Kommentar von Adam Hetts, Global Head of Multi-Asset, Janus Henderson Investors
Spätzyklisches Umfeld: Chancen für zusätzliche Risikobereitschaft
Selbst wenn Fed Zinsen weniger stark senkt als erwartet, dürfte die Weltwirtschaft dennoch von einer weniger restriktiven Geldpolitik und einer stärkeren Stimulierung durch China profitieren.
Das Risiko kann unseres Erachtens durch eine Ausweitung des Aktienexposures auf wirtschaftlich sensiblere und fremdfinanzierte Titel sowie durch die Auswahl von High-Yield-Anleihen mit attraktiven Einkommensströmen und geringerer Zinsvolatilität erhöht werden.
Das zurückliegende Jahr war geprägt von folgenreichen Wahlen in den großen Demokratien und der Anpassung der Weltwirtschaft an ein Zinsniveau, wie es in den letzten 15 Jahren kaum zu beobachten war. Die Auswirkungen dieser Entwicklungen werden bis weit ins Jahr 2025 reichen.
Auch ein stabiler Konjunkturzyklus trägt seinen Teil dazu bei. Während die robuste US-Wirtschaft den Erwartungen im Kampf gegen die Inflation trotzte, muss das Wirtschaftswachstum nun den Optimismus über Zinssenkungen mit den Abwärtsrisiken in Einklang bringen, falls die erwarteten Senkungen nicht vollständig umgesetzt werden. Es bleibt abzuwarten, inwieweit sich ein Politikwechsel der neuen US-Regierung auf das nationale und globale Wachstum auswirken könnte. Ein weiterer potenzieller Rückenwind für die Weltwirtschaft sind aggressivere Konjunkturmaßnahmen in China.
Viele dieser Entwicklungen werden zwar begrüßt, aber die Weltwirtschaft befindet sich nach wie vor in einem späten Zyklus, und jede zusätzliche Risikobereitschaft sollte mit Vorsicht genossen werden. Die Fehlertoleranz wird durch gestiegene Bewertungen risikoreicherer Anlagen nach den US-Wahlen noch weiter eingeschränkt. Da die globale Geldpolitik divergiert und die konjunkturelle Expansion sich unterschiedlich stark auf die Sektoren auswirkt, sollten Anleger versuchen, die Eignung eines Wertpapiers, von der Verlängerung des Zyklus zu profitieren, mit seiner Bewertung in Einklang zu bringen.

◆ Rohdaten
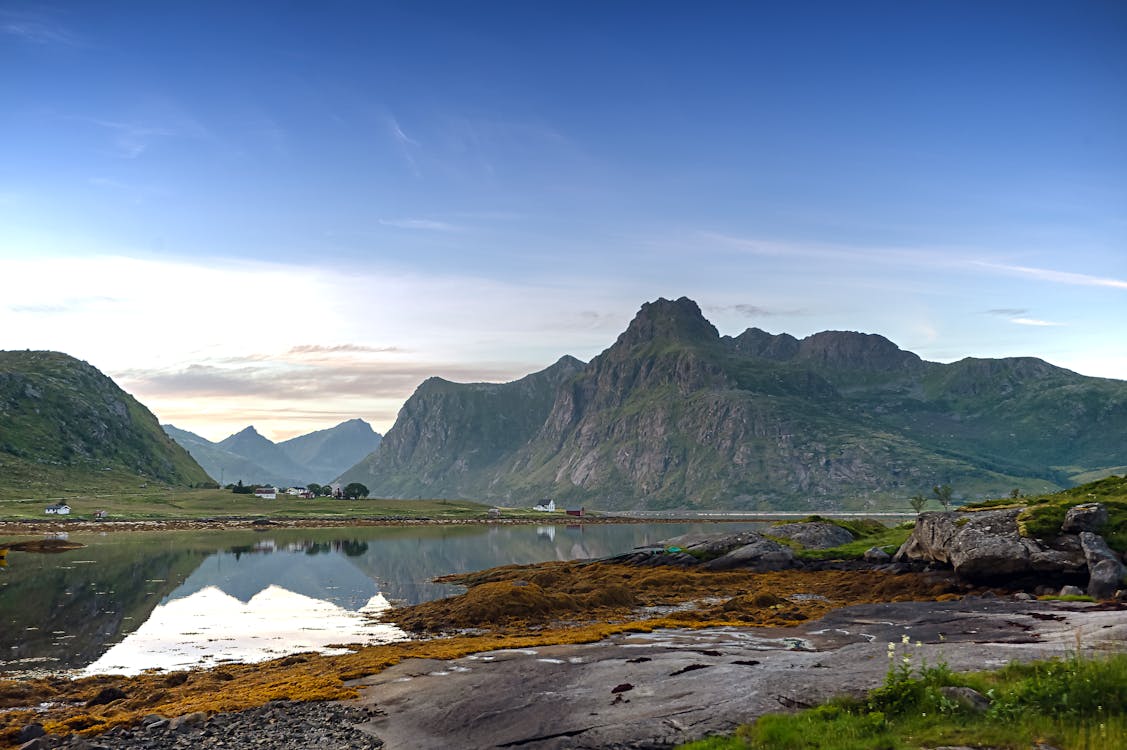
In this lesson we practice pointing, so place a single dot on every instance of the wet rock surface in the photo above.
(278, 725)
(662, 688)
(814, 535)
(987, 545)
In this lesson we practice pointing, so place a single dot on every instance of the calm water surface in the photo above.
(176, 599)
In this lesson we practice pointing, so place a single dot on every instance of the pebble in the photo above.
(278, 725)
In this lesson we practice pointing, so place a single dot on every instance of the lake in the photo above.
(131, 601)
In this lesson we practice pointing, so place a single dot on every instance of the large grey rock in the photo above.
(1088, 517)
(813, 535)
(1106, 571)
(877, 556)
(985, 545)
(762, 555)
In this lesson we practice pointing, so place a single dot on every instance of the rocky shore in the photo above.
(662, 645)
(277, 725)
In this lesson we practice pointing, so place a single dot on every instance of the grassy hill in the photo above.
(675, 416)
(64, 422)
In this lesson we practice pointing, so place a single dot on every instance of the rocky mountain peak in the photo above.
(668, 319)
(854, 351)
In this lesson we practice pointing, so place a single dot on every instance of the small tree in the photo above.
(943, 495)
(355, 491)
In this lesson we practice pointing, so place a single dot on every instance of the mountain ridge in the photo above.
(673, 415)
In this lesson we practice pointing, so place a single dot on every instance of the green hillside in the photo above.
(673, 415)
(62, 421)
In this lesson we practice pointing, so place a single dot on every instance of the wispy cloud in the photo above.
(1035, 321)
(1020, 316)
(406, 143)
(1056, 276)
(64, 306)
(36, 29)
(748, 310)
(336, 349)
(365, 380)
(428, 225)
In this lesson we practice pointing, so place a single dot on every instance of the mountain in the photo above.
(62, 421)
(251, 446)
(329, 452)
(674, 415)
(250, 458)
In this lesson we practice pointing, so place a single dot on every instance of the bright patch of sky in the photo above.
(291, 214)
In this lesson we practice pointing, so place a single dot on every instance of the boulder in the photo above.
(1088, 517)
(813, 535)
(759, 556)
(985, 545)
(1106, 572)
(877, 556)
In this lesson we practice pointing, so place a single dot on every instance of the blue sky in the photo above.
(291, 213)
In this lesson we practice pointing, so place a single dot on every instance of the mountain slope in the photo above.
(281, 468)
(60, 413)
(250, 458)
(222, 465)
(329, 452)
(673, 415)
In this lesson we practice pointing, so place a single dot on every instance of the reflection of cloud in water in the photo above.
(209, 627)
(331, 578)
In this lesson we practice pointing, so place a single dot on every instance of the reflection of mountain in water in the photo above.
(58, 611)
(301, 568)
(65, 610)
(210, 626)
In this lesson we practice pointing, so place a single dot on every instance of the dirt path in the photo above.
(653, 690)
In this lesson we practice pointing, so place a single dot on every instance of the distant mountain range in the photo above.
(61, 420)
(674, 415)
(249, 457)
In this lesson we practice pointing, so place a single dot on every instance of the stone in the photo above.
(30, 732)
(106, 695)
(1089, 517)
(877, 556)
(1106, 572)
(187, 721)
(985, 545)
(1105, 579)
(760, 556)
(813, 535)
(968, 698)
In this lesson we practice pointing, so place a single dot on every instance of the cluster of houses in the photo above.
(548, 505)
(272, 493)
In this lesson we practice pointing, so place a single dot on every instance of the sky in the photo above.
(289, 214)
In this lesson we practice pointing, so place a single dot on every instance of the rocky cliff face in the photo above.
(61, 412)
(673, 415)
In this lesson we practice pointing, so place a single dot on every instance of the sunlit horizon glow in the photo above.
(290, 218)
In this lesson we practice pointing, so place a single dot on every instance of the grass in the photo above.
(1072, 704)
(161, 503)
(867, 532)
(1045, 513)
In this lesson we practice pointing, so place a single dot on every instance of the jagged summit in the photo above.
(672, 415)
(668, 319)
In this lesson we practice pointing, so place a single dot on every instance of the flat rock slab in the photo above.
(658, 689)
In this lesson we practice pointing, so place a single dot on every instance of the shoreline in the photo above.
(264, 522)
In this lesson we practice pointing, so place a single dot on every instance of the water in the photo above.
(131, 601)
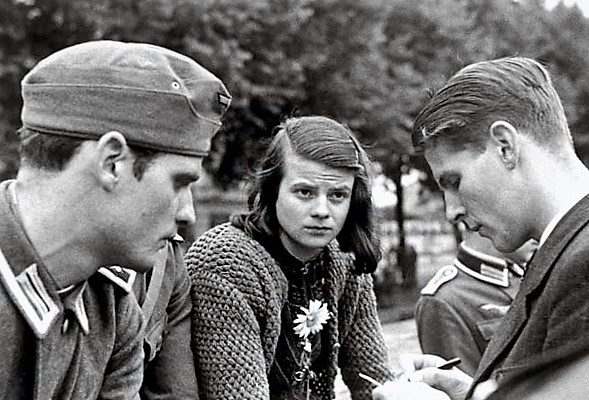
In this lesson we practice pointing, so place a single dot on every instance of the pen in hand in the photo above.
(450, 363)
(447, 365)
(369, 379)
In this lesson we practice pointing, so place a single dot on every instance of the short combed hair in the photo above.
(332, 144)
(517, 90)
(53, 152)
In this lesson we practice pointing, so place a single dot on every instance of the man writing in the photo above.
(113, 136)
(498, 143)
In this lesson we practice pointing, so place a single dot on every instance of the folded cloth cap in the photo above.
(155, 97)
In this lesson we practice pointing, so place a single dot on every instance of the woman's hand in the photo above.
(405, 390)
(422, 368)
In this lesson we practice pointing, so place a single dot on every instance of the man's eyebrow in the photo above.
(447, 179)
(186, 177)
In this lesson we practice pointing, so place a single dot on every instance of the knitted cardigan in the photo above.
(238, 292)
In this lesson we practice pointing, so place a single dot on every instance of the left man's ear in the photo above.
(504, 137)
(112, 149)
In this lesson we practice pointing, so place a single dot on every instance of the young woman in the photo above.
(282, 294)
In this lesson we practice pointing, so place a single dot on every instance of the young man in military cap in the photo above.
(113, 136)
(498, 143)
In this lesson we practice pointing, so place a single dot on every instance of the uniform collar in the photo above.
(485, 267)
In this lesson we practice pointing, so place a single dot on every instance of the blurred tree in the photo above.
(367, 63)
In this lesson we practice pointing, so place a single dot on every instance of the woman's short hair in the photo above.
(332, 144)
(517, 90)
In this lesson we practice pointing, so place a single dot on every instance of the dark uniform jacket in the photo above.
(462, 305)
(84, 344)
(169, 369)
(551, 309)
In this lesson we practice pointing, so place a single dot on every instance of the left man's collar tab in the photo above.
(122, 277)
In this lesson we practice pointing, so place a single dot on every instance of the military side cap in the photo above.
(155, 97)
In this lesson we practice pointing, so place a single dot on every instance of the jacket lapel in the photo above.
(539, 267)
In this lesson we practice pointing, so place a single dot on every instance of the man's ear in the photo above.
(504, 137)
(112, 149)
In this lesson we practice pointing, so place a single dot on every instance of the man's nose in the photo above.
(455, 211)
(186, 214)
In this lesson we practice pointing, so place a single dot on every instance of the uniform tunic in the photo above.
(461, 307)
(82, 344)
(169, 369)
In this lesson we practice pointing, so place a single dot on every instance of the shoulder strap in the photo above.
(153, 290)
(444, 274)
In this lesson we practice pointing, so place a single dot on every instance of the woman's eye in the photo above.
(304, 192)
(339, 196)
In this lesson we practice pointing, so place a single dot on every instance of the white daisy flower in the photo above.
(312, 319)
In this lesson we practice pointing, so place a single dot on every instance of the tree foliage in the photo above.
(367, 63)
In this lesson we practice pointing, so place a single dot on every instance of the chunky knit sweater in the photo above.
(238, 292)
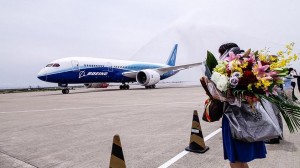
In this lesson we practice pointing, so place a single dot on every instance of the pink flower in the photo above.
(231, 57)
(260, 69)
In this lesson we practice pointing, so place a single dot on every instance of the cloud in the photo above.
(34, 33)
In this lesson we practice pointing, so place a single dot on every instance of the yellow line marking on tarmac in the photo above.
(183, 153)
(105, 106)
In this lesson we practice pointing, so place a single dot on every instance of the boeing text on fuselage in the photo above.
(93, 72)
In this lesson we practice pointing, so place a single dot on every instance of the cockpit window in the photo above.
(56, 65)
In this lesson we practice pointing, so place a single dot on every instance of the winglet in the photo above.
(172, 58)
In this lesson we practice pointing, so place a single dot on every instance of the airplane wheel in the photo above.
(65, 91)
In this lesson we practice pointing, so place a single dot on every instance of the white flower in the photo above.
(220, 80)
(233, 80)
(237, 74)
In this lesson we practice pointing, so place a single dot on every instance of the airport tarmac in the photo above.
(49, 129)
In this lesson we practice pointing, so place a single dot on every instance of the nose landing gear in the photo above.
(150, 87)
(124, 86)
(65, 91)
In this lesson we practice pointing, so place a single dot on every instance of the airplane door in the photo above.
(75, 65)
(109, 67)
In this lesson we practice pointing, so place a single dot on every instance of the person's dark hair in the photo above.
(224, 47)
(290, 70)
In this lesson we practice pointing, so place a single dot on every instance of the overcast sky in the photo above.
(34, 32)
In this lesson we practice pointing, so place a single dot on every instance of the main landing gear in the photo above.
(65, 90)
(124, 86)
(150, 87)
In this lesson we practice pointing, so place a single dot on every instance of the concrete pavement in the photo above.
(49, 129)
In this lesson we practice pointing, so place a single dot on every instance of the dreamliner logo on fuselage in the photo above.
(82, 74)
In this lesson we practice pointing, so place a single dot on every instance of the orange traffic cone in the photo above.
(196, 141)
(117, 157)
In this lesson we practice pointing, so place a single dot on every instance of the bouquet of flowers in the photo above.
(257, 74)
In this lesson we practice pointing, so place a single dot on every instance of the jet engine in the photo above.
(96, 85)
(147, 77)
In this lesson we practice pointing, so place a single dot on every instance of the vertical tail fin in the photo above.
(172, 58)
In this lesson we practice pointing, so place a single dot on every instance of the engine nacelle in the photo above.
(96, 85)
(147, 77)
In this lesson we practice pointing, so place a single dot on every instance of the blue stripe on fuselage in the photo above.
(100, 74)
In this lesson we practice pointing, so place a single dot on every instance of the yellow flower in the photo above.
(257, 84)
(295, 57)
(249, 86)
(266, 82)
(280, 53)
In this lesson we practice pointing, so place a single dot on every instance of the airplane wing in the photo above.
(161, 71)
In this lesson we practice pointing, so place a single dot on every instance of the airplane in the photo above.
(96, 72)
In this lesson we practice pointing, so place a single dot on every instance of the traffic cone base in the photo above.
(197, 144)
(117, 157)
(197, 151)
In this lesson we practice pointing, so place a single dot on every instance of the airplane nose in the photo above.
(42, 75)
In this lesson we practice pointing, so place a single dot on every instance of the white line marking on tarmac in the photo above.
(80, 108)
(183, 153)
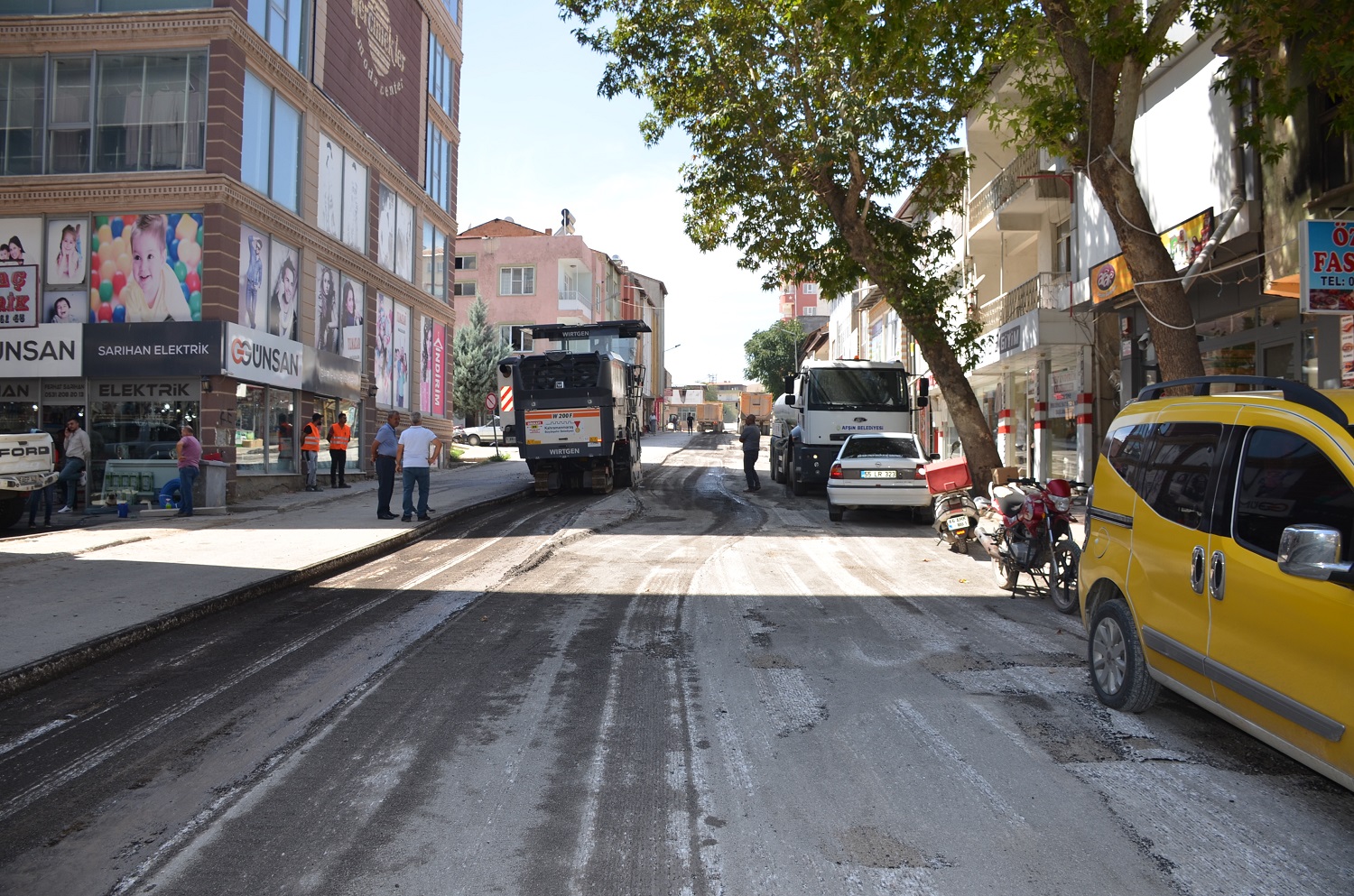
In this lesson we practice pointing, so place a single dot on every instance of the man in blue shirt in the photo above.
(384, 449)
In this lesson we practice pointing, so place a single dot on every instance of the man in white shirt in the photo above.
(416, 446)
(76, 455)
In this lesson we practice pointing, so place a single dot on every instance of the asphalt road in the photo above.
(682, 689)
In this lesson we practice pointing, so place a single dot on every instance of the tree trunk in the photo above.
(974, 432)
(1170, 314)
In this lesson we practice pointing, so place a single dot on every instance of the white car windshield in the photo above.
(880, 447)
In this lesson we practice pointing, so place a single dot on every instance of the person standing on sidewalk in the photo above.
(384, 449)
(311, 451)
(338, 435)
(189, 452)
(76, 451)
(416, 446)
(752, 444)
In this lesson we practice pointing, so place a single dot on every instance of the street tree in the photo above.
(474, 354)
(774, 355)
(809, 119)
(1080, 68)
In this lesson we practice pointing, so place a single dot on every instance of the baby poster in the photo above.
(145, 268)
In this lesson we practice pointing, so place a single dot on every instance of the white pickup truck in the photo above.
(27, 462)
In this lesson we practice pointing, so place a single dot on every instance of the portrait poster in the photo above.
(351, 314)
(145, 268)
(386, 227)
(439, 370)
(283, 291)
(68, 240)
(329, 194)
(70, 306)
(400, 357)
(382, 356)
(403, 238)
(355, 203)
(22, 241)
(254, 284)
(328, 335)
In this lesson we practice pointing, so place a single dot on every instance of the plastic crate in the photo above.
(947, 476)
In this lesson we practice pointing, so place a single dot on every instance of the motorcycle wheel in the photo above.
(1062, 574)
(1005, 573)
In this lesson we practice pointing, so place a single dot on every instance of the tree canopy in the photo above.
(476, 352)
(774, 355)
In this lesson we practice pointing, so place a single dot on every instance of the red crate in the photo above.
(947, 476)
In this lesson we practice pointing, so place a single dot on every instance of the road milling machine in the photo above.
(577, 411)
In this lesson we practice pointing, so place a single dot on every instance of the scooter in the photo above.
(952, 508)
(1031, 532)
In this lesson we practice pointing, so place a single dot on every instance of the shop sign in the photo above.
(255, 356)
(148, 390)
(62, 392)
(19, 390)
(167, 348)
(48, 349)
(19, 295)
(1110, 278)
(330, 375)
(1326, 279)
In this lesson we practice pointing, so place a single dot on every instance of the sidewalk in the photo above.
(78, 593)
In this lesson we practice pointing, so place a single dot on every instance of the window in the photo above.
(517, 281)
(439, 167)
(441, 72)
(284, 24)
(1183, 460)
(433, 262)
(516, 337)
(270, 152)
(1286, 479)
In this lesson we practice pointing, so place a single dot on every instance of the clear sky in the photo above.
(536, 138)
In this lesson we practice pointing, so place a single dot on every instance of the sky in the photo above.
(535, 137)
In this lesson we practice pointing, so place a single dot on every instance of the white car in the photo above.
(877, 470)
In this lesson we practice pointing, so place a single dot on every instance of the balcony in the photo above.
(573, 303)
(1044, 290)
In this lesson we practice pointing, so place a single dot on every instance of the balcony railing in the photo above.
(1004, 187)
(1044, 290)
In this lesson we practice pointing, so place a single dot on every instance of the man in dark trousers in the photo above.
(384, 449)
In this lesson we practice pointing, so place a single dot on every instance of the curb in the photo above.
(40, 671)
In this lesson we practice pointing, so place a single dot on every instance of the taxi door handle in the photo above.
(1216, 576)
(1196, 570)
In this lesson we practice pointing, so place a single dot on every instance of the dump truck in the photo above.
(760, 406)
(576, 416)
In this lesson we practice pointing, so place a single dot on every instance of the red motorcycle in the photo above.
(1031, 531)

◆ Die Aufgabe
Gib aus dem Marktkommentar einen Abschnitt wortgetreu aus: Setze bei den Worten „Auch ein stabiler“ ein und höre nach „Konjunkturmaßnahmen in China.“ auf. Die Auflistung stammt aus einer anderen Quelle als der Marktkommentar.

◆ Ergebnis der Aufgabe
Auch ein stabiler Konjunkturzyklus trägt seinen Teil dazu bei. Während die robuste US-Wirtschaft den Erwartungen im Kampf gegen die Inflation trotzte, muss das Wirtschaftswachstum nun den Optimismus über Zinssenkungen mit den Abwärtsrisiken in Einklang bringen, falls die erwarteten Senkungen nicht vollständig umgesetzt werden. Es bleibt abzuwarten, inwieweit sich ein Politikwechsel der neuen US-Regierung auf das nationale und globale Wachstum auswirken könnte. Ein weiterer potenzieller Rückenwind für die Weltwirtschaft sind aggressivere Konjunkturmaßnahmen in China.